> _Exercise goal_:
Scale the point coordinates in the records by 2.5, rounding each to a whole number with halves going up. Write out only the lines from the one containing "target | navy blue jacket" to the one containing "(1219, 101)", both included and requests kept as they are.

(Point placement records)
------------

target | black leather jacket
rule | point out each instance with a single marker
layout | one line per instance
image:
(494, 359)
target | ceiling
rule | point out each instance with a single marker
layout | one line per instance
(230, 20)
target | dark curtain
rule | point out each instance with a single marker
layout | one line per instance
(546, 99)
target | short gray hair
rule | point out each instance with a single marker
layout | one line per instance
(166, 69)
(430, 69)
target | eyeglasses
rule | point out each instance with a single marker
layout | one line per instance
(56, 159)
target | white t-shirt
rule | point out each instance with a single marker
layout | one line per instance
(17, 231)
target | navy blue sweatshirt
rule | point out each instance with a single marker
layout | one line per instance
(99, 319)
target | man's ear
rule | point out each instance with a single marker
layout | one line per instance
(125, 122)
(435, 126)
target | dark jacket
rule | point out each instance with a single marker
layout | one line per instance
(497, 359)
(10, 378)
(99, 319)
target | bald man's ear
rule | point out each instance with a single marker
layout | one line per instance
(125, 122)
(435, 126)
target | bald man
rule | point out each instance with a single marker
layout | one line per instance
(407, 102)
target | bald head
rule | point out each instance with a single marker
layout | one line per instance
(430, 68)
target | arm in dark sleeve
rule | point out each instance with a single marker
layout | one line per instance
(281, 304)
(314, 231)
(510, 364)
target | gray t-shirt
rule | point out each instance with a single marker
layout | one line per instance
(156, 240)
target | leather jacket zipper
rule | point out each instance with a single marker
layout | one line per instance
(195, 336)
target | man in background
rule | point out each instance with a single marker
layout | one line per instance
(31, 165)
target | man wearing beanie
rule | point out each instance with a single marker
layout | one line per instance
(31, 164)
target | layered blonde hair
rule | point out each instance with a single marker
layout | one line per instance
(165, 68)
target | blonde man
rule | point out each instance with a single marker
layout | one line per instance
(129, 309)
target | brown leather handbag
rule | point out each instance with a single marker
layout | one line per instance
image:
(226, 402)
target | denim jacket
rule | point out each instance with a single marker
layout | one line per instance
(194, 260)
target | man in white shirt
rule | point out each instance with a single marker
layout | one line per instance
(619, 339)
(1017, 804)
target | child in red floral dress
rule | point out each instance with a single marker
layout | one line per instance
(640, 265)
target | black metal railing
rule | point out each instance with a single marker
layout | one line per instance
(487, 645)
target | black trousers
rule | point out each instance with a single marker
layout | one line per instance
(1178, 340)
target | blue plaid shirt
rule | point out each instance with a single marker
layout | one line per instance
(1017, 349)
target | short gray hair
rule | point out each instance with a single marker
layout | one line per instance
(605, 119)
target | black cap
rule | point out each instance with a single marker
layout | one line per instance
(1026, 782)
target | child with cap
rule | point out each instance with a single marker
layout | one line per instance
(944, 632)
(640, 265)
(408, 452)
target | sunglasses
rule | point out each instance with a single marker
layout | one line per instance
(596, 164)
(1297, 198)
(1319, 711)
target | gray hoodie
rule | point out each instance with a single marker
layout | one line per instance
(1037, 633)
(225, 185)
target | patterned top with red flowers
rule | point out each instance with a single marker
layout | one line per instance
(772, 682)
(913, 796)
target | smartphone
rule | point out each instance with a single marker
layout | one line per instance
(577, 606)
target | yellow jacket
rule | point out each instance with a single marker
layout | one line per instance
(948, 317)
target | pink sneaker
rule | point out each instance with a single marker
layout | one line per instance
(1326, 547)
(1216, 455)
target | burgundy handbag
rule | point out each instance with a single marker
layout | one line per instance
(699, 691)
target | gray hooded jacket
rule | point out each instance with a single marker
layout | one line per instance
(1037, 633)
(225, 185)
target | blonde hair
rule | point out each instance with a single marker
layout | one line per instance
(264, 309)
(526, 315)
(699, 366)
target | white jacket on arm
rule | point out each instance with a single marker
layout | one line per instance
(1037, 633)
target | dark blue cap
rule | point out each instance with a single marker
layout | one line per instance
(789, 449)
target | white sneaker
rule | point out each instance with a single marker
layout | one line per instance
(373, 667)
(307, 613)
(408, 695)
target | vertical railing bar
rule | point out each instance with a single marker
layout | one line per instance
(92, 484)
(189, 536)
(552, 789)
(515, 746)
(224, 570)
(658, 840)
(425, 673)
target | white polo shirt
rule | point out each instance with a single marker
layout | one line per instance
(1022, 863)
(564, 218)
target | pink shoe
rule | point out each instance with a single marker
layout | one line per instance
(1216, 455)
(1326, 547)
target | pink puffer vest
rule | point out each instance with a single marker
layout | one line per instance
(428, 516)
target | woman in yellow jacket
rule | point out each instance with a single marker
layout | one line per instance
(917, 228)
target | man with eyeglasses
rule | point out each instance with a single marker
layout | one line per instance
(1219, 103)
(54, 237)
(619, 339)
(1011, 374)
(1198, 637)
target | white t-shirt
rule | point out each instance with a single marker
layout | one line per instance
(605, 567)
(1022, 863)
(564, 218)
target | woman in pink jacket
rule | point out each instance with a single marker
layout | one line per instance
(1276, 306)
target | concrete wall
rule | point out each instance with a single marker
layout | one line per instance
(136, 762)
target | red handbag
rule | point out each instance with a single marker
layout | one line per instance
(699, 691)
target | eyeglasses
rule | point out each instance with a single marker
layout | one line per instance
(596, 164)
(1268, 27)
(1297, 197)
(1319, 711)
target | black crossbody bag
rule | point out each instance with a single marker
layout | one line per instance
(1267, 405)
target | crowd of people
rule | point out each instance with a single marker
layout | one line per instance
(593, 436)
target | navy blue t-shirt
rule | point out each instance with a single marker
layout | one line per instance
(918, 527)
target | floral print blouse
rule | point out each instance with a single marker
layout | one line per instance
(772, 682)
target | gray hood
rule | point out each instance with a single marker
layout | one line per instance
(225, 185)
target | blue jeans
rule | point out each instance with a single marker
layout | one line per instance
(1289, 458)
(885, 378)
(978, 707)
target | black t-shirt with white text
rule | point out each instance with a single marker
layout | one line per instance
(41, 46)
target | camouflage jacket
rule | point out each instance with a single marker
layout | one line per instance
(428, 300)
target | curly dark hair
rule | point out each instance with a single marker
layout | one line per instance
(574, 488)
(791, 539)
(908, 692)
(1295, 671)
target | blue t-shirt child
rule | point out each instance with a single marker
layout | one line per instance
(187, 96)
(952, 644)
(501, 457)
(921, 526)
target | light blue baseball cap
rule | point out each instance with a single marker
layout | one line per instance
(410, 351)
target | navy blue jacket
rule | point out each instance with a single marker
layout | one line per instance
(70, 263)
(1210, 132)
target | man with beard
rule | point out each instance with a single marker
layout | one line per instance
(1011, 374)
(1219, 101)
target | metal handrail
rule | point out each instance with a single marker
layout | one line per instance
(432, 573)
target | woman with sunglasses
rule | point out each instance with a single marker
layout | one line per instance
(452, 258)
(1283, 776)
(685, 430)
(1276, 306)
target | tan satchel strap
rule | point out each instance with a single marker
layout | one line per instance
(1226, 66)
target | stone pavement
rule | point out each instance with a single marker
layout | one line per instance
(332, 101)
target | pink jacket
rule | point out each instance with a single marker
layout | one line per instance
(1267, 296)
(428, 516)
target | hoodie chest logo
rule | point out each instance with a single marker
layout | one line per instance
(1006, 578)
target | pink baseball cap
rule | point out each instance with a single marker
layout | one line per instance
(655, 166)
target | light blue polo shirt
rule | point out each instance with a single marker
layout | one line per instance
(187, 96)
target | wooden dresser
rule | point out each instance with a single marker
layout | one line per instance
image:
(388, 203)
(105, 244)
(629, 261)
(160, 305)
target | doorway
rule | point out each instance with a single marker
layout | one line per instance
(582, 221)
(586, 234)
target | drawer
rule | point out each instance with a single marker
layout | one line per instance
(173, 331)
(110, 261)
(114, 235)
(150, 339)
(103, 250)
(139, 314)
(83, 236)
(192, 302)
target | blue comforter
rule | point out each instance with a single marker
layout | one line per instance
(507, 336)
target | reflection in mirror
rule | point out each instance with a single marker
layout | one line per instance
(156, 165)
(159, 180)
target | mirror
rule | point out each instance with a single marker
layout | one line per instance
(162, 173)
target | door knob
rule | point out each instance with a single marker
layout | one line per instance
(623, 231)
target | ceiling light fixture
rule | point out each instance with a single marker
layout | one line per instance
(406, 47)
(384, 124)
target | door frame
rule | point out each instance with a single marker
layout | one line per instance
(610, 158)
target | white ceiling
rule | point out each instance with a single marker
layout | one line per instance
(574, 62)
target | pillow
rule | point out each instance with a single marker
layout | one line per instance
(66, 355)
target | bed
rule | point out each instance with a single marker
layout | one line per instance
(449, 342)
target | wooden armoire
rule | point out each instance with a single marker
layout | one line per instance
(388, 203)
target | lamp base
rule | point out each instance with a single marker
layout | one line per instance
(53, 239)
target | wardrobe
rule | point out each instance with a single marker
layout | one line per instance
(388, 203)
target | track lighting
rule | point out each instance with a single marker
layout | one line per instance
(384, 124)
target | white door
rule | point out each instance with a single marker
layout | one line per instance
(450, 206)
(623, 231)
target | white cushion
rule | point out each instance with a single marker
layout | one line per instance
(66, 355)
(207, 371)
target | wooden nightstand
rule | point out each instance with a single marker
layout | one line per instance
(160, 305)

------------

> _Task response_:
target | navy blue jacket
rule | point out each instance with a single marker
layout | one line per instance
(175, 658)
(3025, 330)
target | man with beard
rule | point out each instance with a single marker
layout | one line per instance
(2528, 935)
(3048, 253)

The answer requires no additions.